--- The tasks ---
**1.** Using the excerpt on the tax appeal, decide whether each statement agrees with it, answering yes or no and quoting the deciding words: (a) The first appellate authority called for a remand report from the Assessing Officer. (b) The addition under section 69C rested on seized material reflecting cash payments. (c) The assessee claimed the payments were recorded in the books and debited to the Profit and Loss account.
**2.** Reproduce the tax appeal excerpt word for word, everything from "(b) Interpretation and" down to "ex parte assessment.".
**3.** In the tax appeal excerpt, what led to the ex parte assessment?

--- Excerpt to read ---
===
1.2 Whether the first appellate authority was justified in deleting the addition on account of alleged undisclosed contract receipts (difference between receipts declared and those reflected in Form 16A), again on the basis of additional material furnished in appeal, without affording the Assessing Officer an opportunity to examine such material.
1.3 What is the scope and obligation of the first appellate authority under section 250(4), particularly where the Assessing Officer has passed an ex parte assessment and additional evidence/Explanation is produced for the first time at the appellate stage.
2. ISSUE-WISE DETAILED ANALYSIS
2.1 Deletion of addition under section 69C on the basis of additional material without remand or further inquiry
(a) Legal framework (as discussed)
2.1.1 The Tribunal referred to section 250(4), which empowers (and implicitly obliges) the first appellate authority to make, or cause to be made, further inquiry before disposing of an appeal, including by calling for a remand report from the Assessing Officer. Reliance was placed on the decisions interpreting this provision and the appellate authority's fact-finding role.
(b) Interpretation and reasoning
2.1.2 The Assessing Officer had made an addition under section 69C on the basis of seized material reflecting cash payments, in the absence of any explanation or supporting evidence from the assessee, owing to non-compliance with statutory notices and consequent ex parte assessment.
2.1.3 Before the first appellate authority, the assessee furnished explanations and material to show that the impugned payments were regular business expenses recorded in the books and debited to the Profit and Loss account. The first appellate authority accepted this explanation and deleted the addition in a brief and "very cryptic" order.
2.1.4 The Tribunal found that the first appellate authority did not call for any remand report or provide an opportunity to the Assessing Officer to examine or rebut the new material and explanations produced at the appellate stage, despite the ex parte nature of the original assessment and the fact that such material formed the primary basis for deletion of the additions.
2.1.5 Relying on the judgment which holds that, where the Assessing Officer has not carried out proper inquiry, the appellate authority must either itself conduct or cause to be conducted effective inquiry under section 250(4), the Tribunal held that the first appellate authority could not simply delete the addition on the basis of untested material.
2.1.6 The Tribunal also relied on the ruling that even if the additional evidence is "clinching" and apparently conclusive, the first appellate authority is under a statutory obligation to put such evidence to the Assessing Officer and obtain his comments.
===
(A run of records)

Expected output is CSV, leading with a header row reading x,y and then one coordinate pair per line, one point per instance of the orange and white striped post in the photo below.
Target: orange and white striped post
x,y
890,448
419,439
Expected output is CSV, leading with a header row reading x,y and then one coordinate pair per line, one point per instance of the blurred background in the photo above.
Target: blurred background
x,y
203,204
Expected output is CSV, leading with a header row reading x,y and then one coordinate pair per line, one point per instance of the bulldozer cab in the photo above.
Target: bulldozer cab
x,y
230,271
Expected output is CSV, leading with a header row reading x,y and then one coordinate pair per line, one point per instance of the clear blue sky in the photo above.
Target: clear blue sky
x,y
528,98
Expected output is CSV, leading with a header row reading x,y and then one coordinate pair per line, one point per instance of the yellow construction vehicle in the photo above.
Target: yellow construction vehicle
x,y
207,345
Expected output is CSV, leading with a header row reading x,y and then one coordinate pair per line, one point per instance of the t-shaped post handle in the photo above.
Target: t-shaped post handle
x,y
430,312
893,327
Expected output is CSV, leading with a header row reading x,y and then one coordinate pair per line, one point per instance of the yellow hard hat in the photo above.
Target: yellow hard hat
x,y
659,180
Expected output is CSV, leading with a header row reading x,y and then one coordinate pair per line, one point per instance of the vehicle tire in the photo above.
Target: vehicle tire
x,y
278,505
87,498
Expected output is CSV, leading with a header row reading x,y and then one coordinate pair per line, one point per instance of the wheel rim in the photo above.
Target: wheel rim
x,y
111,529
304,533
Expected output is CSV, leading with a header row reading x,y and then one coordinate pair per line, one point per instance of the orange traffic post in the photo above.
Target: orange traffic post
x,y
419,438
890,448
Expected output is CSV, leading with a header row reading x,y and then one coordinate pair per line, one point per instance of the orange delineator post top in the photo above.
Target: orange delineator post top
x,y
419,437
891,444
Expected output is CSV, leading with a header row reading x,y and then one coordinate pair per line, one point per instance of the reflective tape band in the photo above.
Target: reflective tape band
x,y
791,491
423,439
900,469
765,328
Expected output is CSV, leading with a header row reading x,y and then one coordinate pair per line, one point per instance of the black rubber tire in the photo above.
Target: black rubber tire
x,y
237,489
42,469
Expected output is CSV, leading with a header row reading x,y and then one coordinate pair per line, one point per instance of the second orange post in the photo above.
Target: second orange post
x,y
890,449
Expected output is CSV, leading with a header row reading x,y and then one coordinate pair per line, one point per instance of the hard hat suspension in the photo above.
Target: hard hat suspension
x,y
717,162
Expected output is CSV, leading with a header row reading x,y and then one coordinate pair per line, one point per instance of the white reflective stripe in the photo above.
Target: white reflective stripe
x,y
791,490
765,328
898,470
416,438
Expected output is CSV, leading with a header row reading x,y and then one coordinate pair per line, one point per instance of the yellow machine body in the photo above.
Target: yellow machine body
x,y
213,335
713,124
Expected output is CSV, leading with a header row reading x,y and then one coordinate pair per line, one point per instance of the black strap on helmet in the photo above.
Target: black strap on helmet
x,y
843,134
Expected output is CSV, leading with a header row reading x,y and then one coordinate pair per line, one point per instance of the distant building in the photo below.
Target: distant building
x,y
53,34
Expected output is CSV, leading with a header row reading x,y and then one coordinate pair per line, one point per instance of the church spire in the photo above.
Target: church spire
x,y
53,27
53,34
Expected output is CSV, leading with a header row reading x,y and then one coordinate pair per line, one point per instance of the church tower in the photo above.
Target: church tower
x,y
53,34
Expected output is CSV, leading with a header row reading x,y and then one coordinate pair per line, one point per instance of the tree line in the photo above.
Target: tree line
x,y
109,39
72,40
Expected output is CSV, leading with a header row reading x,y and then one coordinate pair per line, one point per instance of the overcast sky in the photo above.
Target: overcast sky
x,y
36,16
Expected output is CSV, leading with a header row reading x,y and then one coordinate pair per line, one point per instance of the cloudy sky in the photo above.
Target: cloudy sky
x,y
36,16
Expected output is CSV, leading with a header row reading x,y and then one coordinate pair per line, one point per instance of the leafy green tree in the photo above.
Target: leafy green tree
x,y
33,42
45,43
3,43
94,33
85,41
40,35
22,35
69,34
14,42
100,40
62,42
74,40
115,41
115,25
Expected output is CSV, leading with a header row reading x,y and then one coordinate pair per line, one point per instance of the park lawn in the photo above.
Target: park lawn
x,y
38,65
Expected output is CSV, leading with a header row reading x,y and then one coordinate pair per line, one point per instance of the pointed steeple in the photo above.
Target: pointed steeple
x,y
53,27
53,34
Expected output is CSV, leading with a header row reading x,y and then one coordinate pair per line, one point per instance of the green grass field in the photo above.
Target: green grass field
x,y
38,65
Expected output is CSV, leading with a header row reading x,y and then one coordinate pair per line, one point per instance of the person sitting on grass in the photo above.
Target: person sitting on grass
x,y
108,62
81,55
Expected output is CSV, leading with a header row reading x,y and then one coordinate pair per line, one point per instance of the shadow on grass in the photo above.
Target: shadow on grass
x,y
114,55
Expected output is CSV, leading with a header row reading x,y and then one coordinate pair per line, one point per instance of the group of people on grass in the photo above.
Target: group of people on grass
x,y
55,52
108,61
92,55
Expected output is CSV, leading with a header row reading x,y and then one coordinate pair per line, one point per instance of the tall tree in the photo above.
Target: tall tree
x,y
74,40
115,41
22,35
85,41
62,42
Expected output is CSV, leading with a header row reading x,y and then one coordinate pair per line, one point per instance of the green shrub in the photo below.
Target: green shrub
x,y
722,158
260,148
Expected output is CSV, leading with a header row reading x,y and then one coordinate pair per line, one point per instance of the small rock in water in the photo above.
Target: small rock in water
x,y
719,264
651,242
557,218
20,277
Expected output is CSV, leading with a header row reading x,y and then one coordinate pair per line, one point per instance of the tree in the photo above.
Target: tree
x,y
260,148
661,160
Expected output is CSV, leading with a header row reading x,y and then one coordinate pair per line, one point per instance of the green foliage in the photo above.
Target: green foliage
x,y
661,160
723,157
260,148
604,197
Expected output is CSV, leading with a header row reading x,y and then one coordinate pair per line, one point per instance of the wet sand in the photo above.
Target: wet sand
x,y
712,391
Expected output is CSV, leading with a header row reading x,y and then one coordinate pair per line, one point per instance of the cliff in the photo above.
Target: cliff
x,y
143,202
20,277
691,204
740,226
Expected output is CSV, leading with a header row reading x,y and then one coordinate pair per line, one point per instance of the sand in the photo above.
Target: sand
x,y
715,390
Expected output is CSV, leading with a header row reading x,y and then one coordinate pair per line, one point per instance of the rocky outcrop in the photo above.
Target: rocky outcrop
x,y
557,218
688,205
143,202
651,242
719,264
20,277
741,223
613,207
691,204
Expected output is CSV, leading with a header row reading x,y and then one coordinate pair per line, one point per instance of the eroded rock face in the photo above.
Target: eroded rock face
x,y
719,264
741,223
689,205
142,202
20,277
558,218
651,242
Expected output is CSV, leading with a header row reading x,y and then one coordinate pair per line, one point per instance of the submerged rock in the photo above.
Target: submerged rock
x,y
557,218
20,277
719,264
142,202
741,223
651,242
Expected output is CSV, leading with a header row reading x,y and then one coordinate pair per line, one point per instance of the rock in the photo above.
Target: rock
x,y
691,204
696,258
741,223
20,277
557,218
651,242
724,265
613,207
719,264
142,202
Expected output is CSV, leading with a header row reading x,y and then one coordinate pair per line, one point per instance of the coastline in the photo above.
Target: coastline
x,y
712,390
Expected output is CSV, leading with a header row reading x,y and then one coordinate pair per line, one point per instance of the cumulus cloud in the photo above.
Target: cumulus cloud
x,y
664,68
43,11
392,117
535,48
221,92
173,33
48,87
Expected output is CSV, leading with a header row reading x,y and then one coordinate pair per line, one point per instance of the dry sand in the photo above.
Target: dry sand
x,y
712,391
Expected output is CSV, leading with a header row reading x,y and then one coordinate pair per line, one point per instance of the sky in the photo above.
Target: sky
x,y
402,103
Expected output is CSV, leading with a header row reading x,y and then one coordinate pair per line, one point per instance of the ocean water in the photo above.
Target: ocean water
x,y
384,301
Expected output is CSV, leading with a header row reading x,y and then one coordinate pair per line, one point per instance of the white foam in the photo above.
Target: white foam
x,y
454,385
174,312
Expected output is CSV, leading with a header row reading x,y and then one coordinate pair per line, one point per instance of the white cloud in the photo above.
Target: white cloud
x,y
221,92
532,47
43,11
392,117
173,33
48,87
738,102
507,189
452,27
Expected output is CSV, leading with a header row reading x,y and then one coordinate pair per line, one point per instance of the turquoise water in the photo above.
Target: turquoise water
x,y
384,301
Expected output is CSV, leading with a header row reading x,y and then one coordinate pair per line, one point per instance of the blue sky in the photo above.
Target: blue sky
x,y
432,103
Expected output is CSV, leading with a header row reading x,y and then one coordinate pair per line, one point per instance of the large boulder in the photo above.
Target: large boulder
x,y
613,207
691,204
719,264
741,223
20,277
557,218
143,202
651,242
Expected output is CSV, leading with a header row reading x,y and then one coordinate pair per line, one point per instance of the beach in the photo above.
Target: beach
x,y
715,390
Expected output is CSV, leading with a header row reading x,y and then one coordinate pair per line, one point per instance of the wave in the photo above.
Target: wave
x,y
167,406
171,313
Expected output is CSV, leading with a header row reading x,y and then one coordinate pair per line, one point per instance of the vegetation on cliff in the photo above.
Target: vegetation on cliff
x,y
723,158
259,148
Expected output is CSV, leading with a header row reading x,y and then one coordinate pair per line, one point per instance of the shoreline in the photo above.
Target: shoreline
===
--- Solution set ---
**1.**
(a) No: "did not call for any remand report"
(b) Yes: "on the basis of seized material reflecting cash payments"
(c) Yes: "recorded in the books and debited to the Profit and Loss account"

**2.**
(b) Interpretation and reasoning
2.1.2 The Assessing Officer had made an addition under section 69C on the basis of seized material reflecting cash payments, in the absence of any explanation or supporting evidence from the assessee, owing to non-compliance with statutory notices and consequent ex parte assessment.

**3.** The assessee's non-compliance with statutory notices.